== YOUR GOAL ==
Retype every one of the rows below verbatim, changing nothing.

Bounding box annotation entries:
· · · · · · ·
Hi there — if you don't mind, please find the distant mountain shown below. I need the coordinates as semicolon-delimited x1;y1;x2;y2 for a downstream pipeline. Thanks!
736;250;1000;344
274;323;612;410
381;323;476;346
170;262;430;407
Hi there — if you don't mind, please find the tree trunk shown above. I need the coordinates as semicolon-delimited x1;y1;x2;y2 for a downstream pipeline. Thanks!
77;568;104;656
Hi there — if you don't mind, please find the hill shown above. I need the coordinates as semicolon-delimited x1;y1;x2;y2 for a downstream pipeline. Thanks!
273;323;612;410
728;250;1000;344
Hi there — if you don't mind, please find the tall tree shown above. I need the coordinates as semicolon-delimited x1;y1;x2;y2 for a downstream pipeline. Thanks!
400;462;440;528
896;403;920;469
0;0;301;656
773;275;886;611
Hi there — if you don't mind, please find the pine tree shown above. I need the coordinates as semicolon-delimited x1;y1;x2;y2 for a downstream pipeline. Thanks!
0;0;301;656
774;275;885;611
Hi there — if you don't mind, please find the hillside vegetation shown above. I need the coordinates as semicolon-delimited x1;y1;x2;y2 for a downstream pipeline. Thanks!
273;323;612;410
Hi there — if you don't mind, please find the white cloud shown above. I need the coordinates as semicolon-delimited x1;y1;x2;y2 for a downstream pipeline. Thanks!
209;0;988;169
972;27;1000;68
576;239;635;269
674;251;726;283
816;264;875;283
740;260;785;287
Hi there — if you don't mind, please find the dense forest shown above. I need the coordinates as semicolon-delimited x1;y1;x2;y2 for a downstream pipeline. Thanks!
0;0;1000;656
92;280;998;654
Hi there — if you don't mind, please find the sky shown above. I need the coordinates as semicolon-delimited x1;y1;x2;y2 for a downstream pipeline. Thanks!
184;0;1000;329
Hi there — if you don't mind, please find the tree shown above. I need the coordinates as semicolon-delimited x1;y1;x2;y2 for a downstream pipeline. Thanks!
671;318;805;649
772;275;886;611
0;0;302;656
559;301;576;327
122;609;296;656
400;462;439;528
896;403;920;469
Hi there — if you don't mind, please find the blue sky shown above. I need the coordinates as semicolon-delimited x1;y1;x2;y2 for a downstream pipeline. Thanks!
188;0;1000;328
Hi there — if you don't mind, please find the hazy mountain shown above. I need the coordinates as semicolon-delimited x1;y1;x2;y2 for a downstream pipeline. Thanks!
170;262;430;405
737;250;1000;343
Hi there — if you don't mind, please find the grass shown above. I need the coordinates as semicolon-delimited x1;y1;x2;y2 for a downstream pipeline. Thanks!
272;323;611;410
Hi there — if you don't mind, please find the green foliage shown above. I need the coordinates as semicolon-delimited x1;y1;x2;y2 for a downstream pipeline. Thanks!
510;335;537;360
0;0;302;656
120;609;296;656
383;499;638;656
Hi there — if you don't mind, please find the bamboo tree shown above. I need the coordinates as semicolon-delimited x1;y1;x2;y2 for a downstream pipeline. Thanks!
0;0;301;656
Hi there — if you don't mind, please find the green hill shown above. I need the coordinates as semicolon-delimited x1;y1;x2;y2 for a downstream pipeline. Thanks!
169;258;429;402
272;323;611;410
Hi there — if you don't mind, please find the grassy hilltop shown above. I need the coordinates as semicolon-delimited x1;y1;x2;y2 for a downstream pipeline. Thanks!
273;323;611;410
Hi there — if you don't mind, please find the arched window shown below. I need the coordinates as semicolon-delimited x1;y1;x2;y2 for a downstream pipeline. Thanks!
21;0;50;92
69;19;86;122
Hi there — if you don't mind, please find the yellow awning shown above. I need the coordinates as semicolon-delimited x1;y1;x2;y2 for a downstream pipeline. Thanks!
· · · · · · ·
== EXERCISE OUTPUT ==
Hi there — if you don't mind, please find the distant mountain shown below. I need the coordinates as semicolon-delimited x1;y1;x2;y2 for a downstream pipeline. Thanks!
736;250;1000;344
274;323;612;410
381;323;476;346
170;262;430;407
Hi there — if you don't mind, please find the tree trunk shown above. I need the coordinates as semicolon-delimited x1;y1;x2;y2 for a downstream pipeline. Thanks!
77;568;104;656
Hi there — if you don't mind, please find the hill shown above. I need the coordinates as semicolon-delimited x1;y1;x2;y2 for a downstream pipeline. Thanks!
273;323;612;410
728;250;1000;344
Hi there — if you don't mind, please find the tall tree shown above. I need the coordinates as semicolon-delimited x1;y1;x2;y2 for a downstream pipeline. Thanks!
400;462;440;528
896;403;920;469
0;0;301;656
773;275;886;611
Hi there — if you don't mind, please find the pine tree shown above. I need the coordinates as semicolon-delimited x1;y1;x2;y2 for a downstream pipeline. Thanks!
0;0;301;656
774;275;885;611
Hi there — if you don't mind, please find the hillside vegetation shown above. I need the coordinates as semicolon-delimited x1;y1;x2;y2 for a downstream pipeline. Thanks!
273;323;612;410
Hi there — if you don't mind, please find the white cloud shown above. I need the coordinates as semicolon-delimited x1;y1;x2;y2 for a downstream pipeline. Thanks!
209;0;988;169
972;27;1000;68
576;239;635;269
674;251;726;283
816;264;875;283
740;260;785;287
Hi there — if you don't mind, please find the dense forest shown above. I need the coordinates as semicolon-delimited x1;y1;x2;y2 for a downstream pipeline. Thanks!
0;0;1000;656
92;280;998;654
Hi there — if you don't mind, please find the sky shown above. I need the coordinates as semicolon-delimited x1;y1;x2;y2 for a downstream pipeline. Thanks!
184;0;1000;329
Hi there — if you don't mind, please find the tree shown above. I need the coordinates as semicolon-delimited x1;y1;x2;y2 for a downstream pipeline. Thanks!
671;318;805;649
772;275;886;611
0;0;302;656
559;301;576;327
122;609;296;656
400;462;439;528
896;403;920;469
Hi there — if you don't mind, please find the blue sky shown above. I need the coordinates as semicolon-delimited x1;y1;x2;y2 for a downstream pipeline. Thanks!
188;0;1000;328
Hi there — if you don't mind, please find the hazy mountain shown above. I need the coordinates as semicolon-delimited x1;y1;x2;y2 for a downstream pipeline. Thanks!
170;262;430;405
737;250;1000;343
Hi there — if you don't mind, please find the grass shown above. I need the coordinates as semicolon-delimited x1;y1;x2;y2 for a downstream pipeline. Thanks!
272;323;611;410
Hi there — if you don't mind, please find the green foliage shown above. I need the coordinates as semicolon-delimited x1;y1;x2;y2 for a downstream pipeline. Thanks!
510;335;537;360
0;0;302;656
120;609;296;656
383;499;638;656
Hi there — if you don't mind, please find the bamboo tree shown above. I need the coordinates as semicolon-delimited x1;y1;x2;y2 for a downstream pipeline. Thanks!
0;0;301;656
Hi there — if you don't mind, please find the green hill shown above. I need the coordinates as semicolon-delimited x1;y1;x2;y2 for a downstream pipeline. Thanks!
169;258;429;402
272;323;611;410
Hi there — if you don't mind, please find the grassy hilltop shown above. I need the coordinates as semicolon-delimited x1;y1;x2;y2 for a downstream pipeline. Thanks!
273;323;611;410
Hi there — if you don't mind, please find the arched window shown below. I need the coordinates as semicolon-delimited x1;y1;x2;y2 for a downstream pipeline. Thanks!
21;0;50;92
69;19;86;122
Hi there — if you don't mind, please find the yellow awning shown above. I need the coordinates as semicolon-delimited x1;y1;x2;y2 for a downstream pipeline. Thanks!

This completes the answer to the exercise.